WHAT IS BEING ASKED: Reproduce the records below word for word, starting at the line that contains "May I ask you to find the tree with" and ending at the line that contains "[[87, 1, 394, 345]]", with both of those lines included. Give only those lines.

[Start EXERCISE MATERIAL]

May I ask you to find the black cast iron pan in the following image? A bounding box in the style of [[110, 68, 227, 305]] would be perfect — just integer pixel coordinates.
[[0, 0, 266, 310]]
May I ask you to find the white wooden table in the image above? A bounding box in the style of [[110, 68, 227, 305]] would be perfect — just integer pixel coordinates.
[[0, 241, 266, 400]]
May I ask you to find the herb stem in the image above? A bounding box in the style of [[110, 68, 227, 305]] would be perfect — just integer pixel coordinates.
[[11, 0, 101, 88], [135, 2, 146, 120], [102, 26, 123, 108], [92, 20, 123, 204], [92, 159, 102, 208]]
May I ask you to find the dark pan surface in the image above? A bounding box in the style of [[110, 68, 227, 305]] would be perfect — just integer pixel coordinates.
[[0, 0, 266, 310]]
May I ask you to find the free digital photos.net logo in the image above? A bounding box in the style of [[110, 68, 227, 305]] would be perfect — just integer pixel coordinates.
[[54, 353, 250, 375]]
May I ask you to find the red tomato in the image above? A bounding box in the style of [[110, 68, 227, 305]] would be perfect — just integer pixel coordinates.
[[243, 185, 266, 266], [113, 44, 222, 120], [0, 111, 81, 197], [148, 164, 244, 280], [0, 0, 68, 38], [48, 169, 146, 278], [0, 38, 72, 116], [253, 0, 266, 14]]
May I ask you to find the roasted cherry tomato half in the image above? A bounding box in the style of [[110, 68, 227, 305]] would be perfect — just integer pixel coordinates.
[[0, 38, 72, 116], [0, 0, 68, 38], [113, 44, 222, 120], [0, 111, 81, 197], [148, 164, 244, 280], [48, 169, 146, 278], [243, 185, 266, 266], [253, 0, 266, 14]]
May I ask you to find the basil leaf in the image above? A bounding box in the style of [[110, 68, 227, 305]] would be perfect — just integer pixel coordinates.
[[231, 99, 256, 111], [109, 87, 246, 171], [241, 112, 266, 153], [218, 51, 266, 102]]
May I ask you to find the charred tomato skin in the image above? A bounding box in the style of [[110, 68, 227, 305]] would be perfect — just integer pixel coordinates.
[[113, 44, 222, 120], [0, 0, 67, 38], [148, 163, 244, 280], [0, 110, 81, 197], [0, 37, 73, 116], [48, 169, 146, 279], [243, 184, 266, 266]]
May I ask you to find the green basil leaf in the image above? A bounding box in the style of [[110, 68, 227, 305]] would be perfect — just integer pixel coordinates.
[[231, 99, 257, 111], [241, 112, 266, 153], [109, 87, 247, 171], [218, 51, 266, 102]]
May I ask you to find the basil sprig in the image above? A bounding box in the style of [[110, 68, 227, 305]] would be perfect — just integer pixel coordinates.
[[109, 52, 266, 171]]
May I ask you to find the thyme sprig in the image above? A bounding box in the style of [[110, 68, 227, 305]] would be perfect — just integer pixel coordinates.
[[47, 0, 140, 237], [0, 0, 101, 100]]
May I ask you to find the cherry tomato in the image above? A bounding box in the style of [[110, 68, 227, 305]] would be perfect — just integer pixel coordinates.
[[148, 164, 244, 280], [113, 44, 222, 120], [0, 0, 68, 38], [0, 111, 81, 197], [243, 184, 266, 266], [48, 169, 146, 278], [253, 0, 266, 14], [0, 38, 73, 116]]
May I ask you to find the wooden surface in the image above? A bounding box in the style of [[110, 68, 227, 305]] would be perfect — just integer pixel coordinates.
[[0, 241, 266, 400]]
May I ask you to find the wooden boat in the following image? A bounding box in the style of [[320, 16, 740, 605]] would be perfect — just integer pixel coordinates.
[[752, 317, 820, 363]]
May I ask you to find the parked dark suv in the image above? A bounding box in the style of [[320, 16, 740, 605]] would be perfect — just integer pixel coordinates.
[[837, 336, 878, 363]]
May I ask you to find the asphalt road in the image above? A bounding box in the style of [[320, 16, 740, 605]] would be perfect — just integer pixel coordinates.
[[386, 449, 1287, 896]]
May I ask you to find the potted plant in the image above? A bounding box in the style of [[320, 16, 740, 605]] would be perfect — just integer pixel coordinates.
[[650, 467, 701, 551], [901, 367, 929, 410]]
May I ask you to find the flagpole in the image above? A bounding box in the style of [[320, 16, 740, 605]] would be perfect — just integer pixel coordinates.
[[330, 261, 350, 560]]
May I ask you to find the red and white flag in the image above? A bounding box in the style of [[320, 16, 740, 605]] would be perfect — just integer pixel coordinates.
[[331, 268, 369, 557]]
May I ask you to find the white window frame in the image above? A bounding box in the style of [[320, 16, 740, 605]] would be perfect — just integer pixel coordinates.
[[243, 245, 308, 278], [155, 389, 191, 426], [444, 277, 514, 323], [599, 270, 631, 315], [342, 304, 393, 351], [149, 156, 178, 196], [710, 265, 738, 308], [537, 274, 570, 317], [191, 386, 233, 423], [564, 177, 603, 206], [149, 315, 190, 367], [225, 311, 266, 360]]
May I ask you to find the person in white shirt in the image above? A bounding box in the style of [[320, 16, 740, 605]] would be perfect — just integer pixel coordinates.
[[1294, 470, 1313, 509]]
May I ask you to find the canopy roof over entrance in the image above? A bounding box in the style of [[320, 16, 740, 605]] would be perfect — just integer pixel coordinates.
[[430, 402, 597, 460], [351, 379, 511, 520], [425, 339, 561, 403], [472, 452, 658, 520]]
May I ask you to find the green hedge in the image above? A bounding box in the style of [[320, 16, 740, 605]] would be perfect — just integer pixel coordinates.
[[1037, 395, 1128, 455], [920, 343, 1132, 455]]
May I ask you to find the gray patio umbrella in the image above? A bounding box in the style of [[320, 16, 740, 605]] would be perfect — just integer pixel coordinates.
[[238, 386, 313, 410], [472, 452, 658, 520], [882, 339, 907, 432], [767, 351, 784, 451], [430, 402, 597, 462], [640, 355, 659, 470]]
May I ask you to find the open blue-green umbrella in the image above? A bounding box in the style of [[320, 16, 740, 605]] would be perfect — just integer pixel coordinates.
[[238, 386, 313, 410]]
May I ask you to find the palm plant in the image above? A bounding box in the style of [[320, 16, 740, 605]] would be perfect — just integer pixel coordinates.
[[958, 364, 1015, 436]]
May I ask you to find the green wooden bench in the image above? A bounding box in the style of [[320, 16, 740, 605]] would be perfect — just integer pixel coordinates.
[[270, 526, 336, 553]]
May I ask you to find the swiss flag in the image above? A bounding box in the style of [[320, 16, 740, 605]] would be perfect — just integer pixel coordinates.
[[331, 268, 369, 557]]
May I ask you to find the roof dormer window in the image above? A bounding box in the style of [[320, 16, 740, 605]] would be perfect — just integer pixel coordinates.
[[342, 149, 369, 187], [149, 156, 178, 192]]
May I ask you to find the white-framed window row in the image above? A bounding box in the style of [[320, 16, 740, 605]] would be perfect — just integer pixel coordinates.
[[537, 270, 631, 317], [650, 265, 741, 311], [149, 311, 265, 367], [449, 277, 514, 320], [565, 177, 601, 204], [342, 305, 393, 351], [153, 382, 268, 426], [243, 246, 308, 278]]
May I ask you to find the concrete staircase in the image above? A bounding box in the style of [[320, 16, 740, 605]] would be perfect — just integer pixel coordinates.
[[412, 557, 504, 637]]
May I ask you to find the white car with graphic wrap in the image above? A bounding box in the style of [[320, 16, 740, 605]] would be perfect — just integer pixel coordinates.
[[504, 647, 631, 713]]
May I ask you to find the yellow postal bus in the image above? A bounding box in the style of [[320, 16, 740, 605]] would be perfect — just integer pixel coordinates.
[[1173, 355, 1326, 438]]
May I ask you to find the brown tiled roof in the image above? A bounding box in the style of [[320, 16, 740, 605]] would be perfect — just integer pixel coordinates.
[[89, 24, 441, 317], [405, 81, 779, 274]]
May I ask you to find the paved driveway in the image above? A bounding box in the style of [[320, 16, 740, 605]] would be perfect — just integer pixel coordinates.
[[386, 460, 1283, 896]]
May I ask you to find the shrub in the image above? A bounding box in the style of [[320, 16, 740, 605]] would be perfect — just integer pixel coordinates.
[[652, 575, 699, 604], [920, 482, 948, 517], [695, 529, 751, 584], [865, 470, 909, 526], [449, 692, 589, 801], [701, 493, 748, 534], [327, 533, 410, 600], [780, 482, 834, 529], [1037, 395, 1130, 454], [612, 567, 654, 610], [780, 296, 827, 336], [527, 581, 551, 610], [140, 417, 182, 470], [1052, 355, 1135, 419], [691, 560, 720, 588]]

[End EXERCISE MATERIAL]
[Start EXERCISE MATERIAL]

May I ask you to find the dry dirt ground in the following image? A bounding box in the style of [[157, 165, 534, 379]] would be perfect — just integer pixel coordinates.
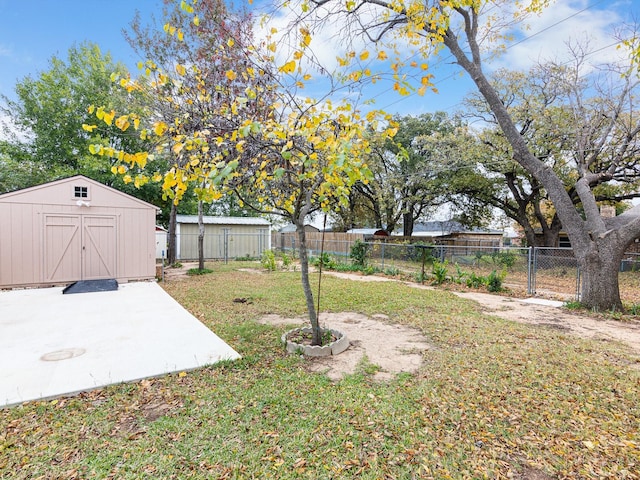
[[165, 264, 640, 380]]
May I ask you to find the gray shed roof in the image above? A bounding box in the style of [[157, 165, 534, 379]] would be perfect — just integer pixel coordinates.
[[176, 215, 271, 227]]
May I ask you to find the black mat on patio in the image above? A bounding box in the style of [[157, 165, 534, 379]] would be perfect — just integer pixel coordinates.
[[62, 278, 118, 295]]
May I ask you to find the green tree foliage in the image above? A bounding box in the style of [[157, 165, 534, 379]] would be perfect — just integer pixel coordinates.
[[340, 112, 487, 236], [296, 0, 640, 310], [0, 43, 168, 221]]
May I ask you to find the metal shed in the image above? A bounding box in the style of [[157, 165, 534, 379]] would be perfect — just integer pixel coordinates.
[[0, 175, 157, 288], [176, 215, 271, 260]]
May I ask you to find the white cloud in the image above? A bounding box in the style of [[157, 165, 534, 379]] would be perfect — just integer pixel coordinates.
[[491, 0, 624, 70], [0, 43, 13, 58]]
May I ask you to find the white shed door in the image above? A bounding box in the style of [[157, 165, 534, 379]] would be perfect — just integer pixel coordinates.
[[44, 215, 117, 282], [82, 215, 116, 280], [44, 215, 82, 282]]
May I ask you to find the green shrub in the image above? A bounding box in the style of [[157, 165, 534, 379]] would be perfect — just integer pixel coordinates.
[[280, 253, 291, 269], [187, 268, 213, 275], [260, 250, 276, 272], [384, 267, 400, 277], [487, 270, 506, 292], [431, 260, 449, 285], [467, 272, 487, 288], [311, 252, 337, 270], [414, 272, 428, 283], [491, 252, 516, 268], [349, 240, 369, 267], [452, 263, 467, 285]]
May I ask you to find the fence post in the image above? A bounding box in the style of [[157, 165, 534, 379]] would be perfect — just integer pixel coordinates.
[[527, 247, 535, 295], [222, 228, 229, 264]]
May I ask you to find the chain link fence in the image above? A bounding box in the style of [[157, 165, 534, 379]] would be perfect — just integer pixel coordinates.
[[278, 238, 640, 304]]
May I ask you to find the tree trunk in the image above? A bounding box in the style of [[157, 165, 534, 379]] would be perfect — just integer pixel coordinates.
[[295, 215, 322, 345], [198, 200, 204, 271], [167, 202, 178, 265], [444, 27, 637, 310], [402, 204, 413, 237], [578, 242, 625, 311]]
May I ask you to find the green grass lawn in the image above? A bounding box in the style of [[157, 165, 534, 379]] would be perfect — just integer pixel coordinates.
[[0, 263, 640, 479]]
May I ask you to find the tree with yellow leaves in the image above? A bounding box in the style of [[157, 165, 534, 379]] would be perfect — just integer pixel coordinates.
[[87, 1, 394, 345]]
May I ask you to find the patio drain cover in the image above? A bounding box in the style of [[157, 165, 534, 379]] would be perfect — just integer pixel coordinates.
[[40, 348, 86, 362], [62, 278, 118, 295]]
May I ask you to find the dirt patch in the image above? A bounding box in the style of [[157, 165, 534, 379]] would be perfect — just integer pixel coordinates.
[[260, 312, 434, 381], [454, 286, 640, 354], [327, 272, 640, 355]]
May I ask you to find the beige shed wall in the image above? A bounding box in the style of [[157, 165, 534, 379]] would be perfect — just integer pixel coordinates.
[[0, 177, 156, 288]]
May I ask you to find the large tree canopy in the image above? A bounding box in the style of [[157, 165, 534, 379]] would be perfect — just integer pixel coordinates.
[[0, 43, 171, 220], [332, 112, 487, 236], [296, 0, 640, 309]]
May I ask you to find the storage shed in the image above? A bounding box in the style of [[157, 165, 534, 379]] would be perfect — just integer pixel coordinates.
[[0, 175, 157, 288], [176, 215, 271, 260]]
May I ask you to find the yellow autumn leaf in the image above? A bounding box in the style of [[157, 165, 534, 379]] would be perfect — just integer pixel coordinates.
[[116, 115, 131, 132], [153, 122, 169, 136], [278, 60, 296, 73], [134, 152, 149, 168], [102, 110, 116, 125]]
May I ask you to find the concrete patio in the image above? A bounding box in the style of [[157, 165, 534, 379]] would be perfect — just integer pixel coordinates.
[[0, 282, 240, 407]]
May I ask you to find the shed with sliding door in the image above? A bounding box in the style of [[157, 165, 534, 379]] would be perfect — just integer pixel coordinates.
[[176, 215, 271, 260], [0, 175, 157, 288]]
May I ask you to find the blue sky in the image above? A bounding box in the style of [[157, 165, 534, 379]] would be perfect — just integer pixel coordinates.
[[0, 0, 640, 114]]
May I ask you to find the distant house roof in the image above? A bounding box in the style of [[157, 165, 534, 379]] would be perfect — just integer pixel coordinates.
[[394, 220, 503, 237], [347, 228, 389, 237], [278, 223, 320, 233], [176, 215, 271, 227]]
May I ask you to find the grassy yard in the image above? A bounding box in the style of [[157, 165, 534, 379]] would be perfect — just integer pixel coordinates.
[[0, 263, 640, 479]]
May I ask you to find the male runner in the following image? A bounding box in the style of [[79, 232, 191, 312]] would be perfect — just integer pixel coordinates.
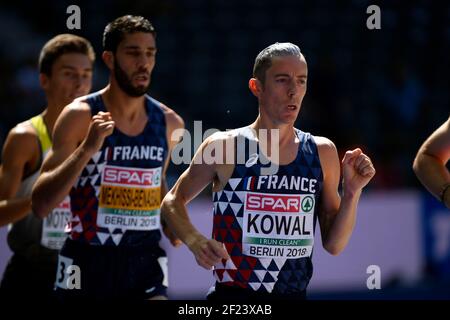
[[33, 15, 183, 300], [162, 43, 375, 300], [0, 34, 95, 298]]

[End EXERCISE MATERIAL]
[Start EXERCISE MATERIAL]

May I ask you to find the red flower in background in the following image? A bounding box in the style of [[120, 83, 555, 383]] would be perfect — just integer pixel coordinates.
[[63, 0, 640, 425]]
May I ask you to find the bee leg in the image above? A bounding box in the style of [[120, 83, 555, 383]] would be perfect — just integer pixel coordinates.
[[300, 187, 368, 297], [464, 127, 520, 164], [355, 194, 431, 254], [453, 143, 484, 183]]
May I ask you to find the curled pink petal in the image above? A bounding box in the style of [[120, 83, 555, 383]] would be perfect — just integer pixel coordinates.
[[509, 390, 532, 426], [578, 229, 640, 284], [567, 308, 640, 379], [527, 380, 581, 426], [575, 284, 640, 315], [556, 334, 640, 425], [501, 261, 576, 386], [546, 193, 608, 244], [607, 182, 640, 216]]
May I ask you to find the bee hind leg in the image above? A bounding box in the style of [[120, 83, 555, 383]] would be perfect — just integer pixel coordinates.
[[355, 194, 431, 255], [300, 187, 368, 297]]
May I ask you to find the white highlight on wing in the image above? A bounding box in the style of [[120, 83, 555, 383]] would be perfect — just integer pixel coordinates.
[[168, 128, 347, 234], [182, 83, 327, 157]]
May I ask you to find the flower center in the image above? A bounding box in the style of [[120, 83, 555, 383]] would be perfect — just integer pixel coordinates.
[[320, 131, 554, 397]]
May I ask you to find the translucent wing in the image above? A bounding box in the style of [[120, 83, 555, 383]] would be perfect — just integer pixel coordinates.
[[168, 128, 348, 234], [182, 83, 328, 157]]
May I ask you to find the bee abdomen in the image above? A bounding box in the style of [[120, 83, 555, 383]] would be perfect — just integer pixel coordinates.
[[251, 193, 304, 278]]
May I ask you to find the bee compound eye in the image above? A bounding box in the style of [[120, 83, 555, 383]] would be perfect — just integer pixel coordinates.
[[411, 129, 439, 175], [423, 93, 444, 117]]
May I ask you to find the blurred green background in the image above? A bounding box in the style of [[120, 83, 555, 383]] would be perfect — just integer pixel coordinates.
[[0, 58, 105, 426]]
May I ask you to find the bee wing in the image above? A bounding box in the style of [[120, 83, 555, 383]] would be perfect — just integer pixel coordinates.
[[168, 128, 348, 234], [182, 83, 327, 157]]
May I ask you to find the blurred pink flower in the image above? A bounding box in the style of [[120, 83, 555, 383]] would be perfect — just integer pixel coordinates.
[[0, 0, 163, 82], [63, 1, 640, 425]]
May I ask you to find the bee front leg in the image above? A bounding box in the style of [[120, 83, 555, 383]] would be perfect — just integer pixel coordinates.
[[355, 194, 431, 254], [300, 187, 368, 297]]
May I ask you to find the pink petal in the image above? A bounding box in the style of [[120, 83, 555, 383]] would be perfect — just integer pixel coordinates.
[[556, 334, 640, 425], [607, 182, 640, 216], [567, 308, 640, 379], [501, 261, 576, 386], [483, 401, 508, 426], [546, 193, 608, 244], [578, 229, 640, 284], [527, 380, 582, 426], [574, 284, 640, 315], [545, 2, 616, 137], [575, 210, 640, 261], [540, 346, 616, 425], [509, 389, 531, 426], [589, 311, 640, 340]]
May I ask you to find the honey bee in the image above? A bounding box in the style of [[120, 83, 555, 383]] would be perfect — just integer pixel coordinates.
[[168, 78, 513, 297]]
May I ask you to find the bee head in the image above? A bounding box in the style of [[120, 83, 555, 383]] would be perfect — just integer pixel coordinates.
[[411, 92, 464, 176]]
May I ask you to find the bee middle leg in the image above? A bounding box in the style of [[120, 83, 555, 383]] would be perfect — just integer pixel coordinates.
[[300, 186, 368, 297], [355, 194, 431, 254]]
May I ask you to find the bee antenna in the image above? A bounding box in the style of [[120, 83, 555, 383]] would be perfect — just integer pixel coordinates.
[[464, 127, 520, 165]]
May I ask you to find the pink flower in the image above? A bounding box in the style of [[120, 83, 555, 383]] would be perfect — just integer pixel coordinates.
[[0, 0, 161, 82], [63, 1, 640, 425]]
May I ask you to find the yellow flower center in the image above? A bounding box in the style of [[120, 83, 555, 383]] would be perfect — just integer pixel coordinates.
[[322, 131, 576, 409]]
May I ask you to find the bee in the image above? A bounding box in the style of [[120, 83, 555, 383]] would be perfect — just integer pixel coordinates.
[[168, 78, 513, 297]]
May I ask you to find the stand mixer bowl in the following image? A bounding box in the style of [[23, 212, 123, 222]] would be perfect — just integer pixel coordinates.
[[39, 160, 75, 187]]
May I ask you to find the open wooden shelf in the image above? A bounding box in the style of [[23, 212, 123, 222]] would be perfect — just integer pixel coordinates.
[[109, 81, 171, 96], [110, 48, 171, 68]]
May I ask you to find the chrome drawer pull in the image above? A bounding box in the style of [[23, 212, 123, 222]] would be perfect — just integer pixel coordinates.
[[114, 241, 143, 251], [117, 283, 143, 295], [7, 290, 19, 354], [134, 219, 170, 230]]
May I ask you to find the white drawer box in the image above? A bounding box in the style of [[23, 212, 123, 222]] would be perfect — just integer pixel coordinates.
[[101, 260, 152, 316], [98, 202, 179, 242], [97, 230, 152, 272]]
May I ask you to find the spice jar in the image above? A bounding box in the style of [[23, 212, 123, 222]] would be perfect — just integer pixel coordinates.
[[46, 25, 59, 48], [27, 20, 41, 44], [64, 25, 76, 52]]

[End EXERCISE MATERIAL]

TASK ANSWER:
May I ask you to find the tree with yellow leaves in the image above? A bounding box in the style of [[157, 165, 534, 379]] would be perfect — just integer pixel coordinates.
[[87, 1, 394, 345]]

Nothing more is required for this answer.